Text provided >>
Excerpted from: Thomas D. Russell, Articles Sell Best Singly: the Disruption of Slave Families at Court Sales, 1996 Utah Law Review 1161 (1996) (253 Footnotes) (Full Document)

 


ThomasDRussellSlave auctions and the breakup of slave families that resulted from these sales were focal points of abolitionist criticism of slavery in the United States. Historians of slavery have examined slave family disruptions intensively, with special attention to the role of slave sales in breaking up families. Scholars have tended to focus on commercial sales of slaves, and although they have taken notice of court-ordered or court-supervised sales of slaves, they have usually not devoted sustained attention to these court sales. Recently, as the legal history of slavery has grown as a field, legal historians of slavery have begun to direct more attention to the role of courts in conducting slave sales, and some legal historians have also drawn attention to the breakup of slave families during court sales.

In this Article, I focus on the role of courts and law in the disruption of slave families. I demonstrate that the incidence of slave family disruption at court sales was very high and that court sales disrupted markedly more slave families than noncourt or commercial sales.

In Part I, I show that a majority of the South Carolina slaves sold at court sales were offered for sale individually. I also explain *1163 that the general rule in other states was that slaves be offered for sale singly at court sales. Individual sale was not an exceptional measure that took place only under extended circumstances. The general practice was not of humane family preservation occasionally overcome by economic demands. The empirical pattern of South Carolina court sales matched other states' judicial legislative directive.

Required work >> In the article on court sales of enslaved people, reproduce everything from "Excerpted from: Thomas" down to "Footnotes) (Full Document)". The entries that come next have no connection to the article on slave family disruption at court sales.

Stored entries:

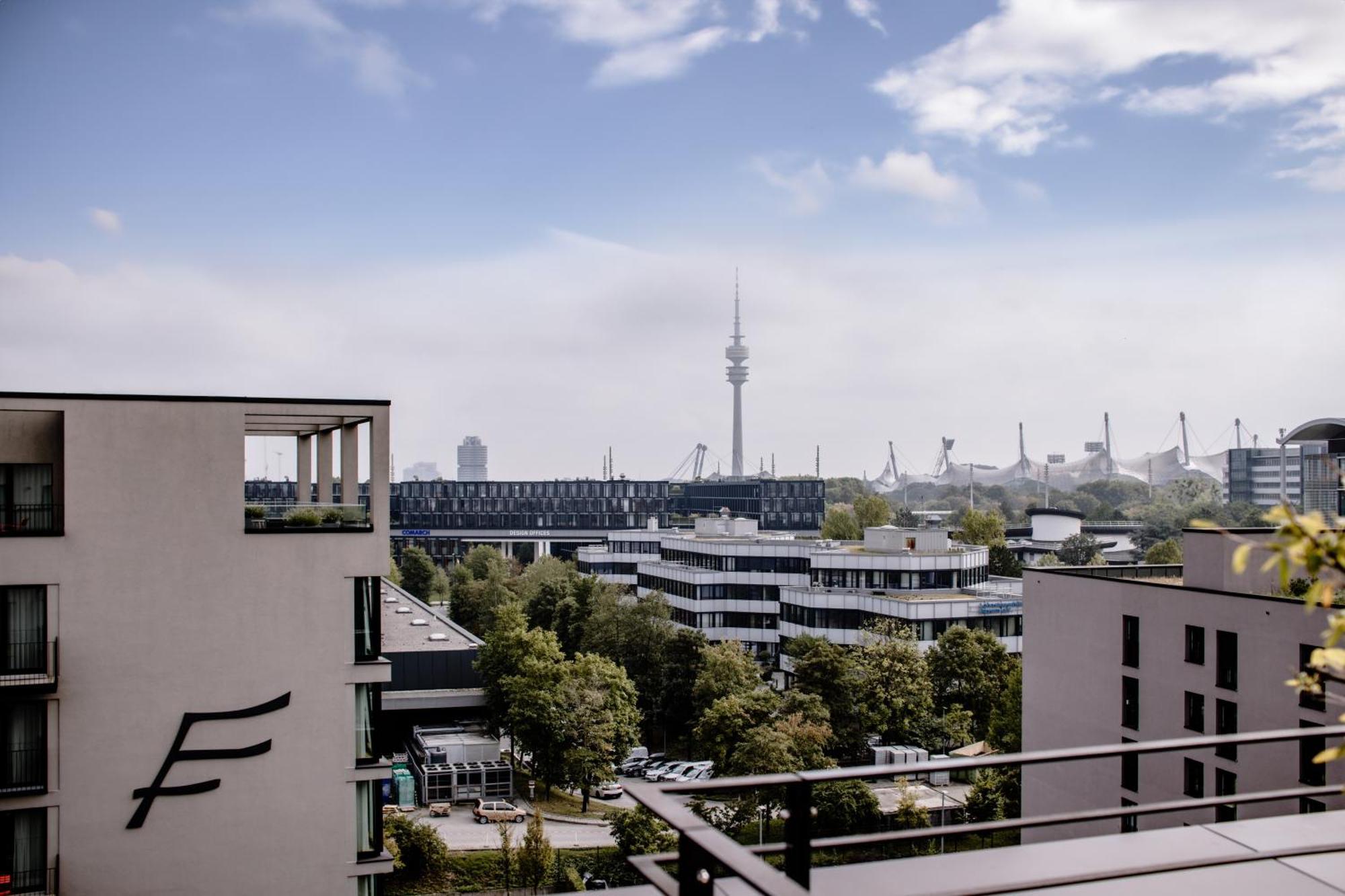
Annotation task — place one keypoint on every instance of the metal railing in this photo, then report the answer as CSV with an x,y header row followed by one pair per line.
x,y
290,516
40,880
707,854
28,663
32,520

Solution to this exercise >>
Excerpted from: Thomas D. Russell, Articles Sell Best Singly: the Disruption of Slave Families at Court Sales, 1996 Utah Law Review 1161 (1996) (253 Footnotes) (Full Document)